- THE TASK: Reproduce verbatim every line of the listing below, starting at the line containing "In this photo, each instance of the ear" and running through the final line of the listing, both ends included.
%%
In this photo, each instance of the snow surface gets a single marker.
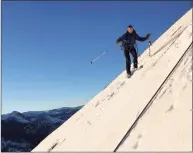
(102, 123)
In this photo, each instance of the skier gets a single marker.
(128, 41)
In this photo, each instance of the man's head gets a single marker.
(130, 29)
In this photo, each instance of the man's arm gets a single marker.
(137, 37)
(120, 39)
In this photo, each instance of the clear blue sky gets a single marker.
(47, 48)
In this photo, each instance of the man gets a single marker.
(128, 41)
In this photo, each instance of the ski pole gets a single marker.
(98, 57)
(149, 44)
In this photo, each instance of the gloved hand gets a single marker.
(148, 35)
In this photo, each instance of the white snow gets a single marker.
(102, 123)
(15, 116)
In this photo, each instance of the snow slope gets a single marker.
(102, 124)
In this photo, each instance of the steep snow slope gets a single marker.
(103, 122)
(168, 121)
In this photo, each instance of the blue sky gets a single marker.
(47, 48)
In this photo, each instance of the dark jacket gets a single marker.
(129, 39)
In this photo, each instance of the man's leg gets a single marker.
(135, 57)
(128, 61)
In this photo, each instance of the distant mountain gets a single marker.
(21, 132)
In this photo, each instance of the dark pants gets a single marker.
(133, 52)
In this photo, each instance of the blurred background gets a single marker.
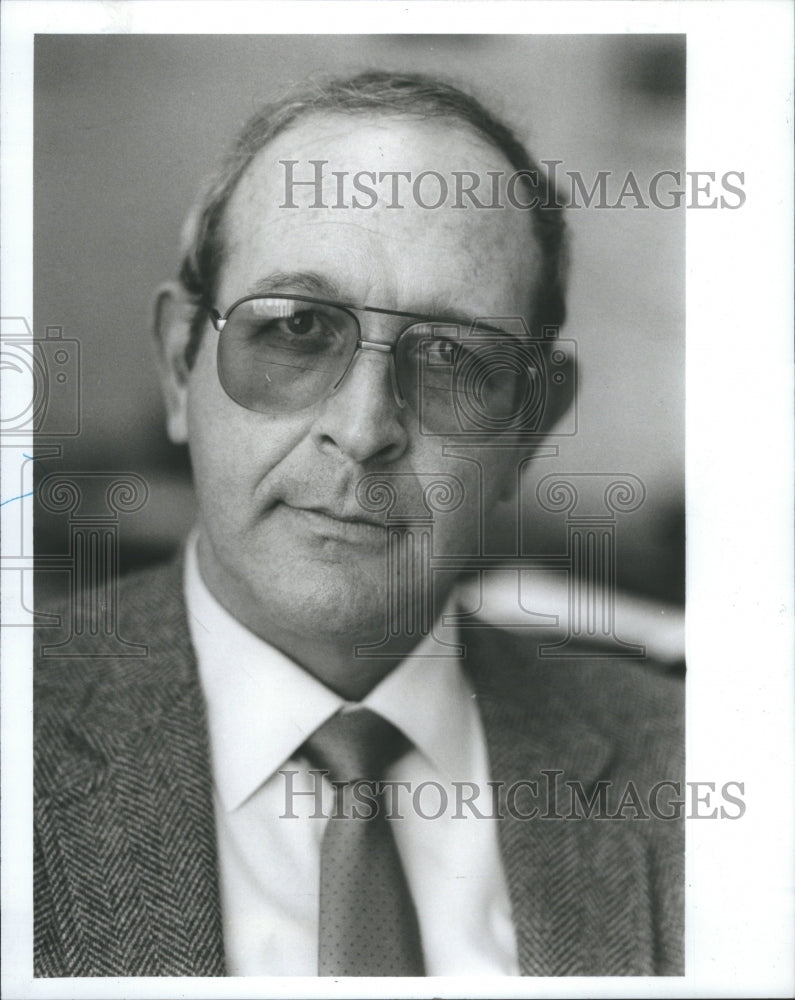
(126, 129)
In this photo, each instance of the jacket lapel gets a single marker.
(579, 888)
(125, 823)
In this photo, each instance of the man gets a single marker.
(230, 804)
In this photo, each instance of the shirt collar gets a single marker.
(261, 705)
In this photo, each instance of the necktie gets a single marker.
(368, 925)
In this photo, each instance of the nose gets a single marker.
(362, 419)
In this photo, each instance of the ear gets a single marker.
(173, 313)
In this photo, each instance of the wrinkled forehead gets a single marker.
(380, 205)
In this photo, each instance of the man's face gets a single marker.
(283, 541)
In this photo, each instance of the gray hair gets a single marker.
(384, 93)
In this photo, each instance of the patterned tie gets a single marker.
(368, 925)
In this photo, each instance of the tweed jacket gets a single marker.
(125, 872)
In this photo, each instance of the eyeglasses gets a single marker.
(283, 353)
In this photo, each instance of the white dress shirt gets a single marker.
%%
- RESULT FOR THIS TASK:
In this photo, each instance of the ear gets a single marker.
(173, 313)
In this photo, each instance of the wrinkled forehead gets a single marker.
(380, 205)
In this photo, each instance of the man's face gets a single marker.
(283, 541)
In this photo, each instance of the gray hair gets a single marker.
(384, 93)
In this photo, each instance of the patterned tie gets a single marker.
(368, 925)
In this photo, each instance of the tweed jacket gets a single marker.
(125, 872)
In this photo, each instance of the eyeglasses gets a single marker.
(283, 353)
In this photo, each instance of the white dress shirt gets a single marker.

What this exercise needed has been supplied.